__DIRECTIONS FOR THIS TASK__. Reproduce the material word for word, from its first line through the line that contains "top-left (63, 80), bottom-right (81, 112)".

Items from a labeling collection
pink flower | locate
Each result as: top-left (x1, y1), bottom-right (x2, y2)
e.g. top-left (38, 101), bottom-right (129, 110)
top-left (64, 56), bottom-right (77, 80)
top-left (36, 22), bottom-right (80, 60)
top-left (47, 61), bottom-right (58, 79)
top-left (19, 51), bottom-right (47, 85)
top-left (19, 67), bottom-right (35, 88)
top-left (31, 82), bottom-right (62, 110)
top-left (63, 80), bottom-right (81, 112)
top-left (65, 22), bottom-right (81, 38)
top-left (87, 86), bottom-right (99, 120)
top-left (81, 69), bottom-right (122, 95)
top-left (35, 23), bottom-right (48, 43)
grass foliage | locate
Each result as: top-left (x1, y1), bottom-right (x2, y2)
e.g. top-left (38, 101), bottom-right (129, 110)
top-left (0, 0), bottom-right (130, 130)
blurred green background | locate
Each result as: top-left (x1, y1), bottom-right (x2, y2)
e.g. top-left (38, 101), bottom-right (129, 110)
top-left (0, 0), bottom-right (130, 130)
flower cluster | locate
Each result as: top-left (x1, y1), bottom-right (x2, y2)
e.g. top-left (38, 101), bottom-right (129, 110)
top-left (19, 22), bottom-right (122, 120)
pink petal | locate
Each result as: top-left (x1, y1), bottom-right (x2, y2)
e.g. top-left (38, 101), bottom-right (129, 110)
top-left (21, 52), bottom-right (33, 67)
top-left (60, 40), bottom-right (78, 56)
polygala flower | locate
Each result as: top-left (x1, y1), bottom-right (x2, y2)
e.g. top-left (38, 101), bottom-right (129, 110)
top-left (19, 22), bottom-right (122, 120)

__COMPLETED EXERCISE__.
pink flower | locate
Each result as: top-left (x1, y1), bottom-right (x2, y2)
e.g. top-left (38, 101), bottom-right (129, 110)
top-left (64, 56), bottom-right (77, 80)
top-left (36, 22), bottom-right (80, 60)
top-left (47, 61), bottom-right (58, 79)
top-left (19, 51), bottom-right (47, 85)
top-left (19, 67), bottom-right (35, 88)
top-left (31, 82), bottom-right (62, 110)
top-left (63, 80), bottom-right (81, 112)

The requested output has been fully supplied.